PASSAGE TO READ →

Elliott James on CHARMING

What made you want to become an author?

The same things that make anyone want to become an author, really. A combination of crippling loneliness, habitual lying, greed, and delusions of grandeur. I mean, I could slather it on about how the imagination is the key to freeing the mind and all that, but let’s face it, ultimately it all comes down to the wild parties, the women, and the limos full of cash. Speaking of which, when are those getting here anyway? [Looks at watch.] Plus I like to read.

When did you start writing?

At the age of five. It was kindergarten, and I penned an opus about a backward planet where cows gave chocolate milk (I’m not sure how that’s backward, but it made sense at the time) and grown-ups went to school to get away from their jobs and learn how to play from kids. The thing I still think is kind of cool about that story is that every word was spelled backward. Or misspelled backward in many cases. After that I flirted around with writing. I had a minor fling with journalism, briefly got involved with advertising, and lived with teaching English. But I didn’t really get serious about writing until a few years ago, and then writing rejected my first proposal. Rejected quite a few of my proposals, actually. But I persisted, and now I’m ready to settle down and start having kids. Or maybe writing is. OK, I kind of lost track of the half-assed metaphor I had going there.

PROBLEM TO SOLVE →
Rewrite the part of the interview between "The same things" and "you start writing?", inclusive, changing "limos" to "limousines".

DATA PROVIDED →

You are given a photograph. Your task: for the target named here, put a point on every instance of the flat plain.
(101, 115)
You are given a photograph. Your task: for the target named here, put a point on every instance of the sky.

WRITTEN SOLUTION →
The same things that make anyone want to become an author, really. A combination of crippling loneliness, habitual lying, greed, and delusions of grandeur. I mean, I could slather it on about how the imagination is the key to freeing the mind and all that, but let’s face it, ultimately it all comes down to the wild parties, the women, and the limousines full of cash. Speaking of which, when are those getting here anyway? [Looks at watch.] Plus I like to read.

When did you start writing?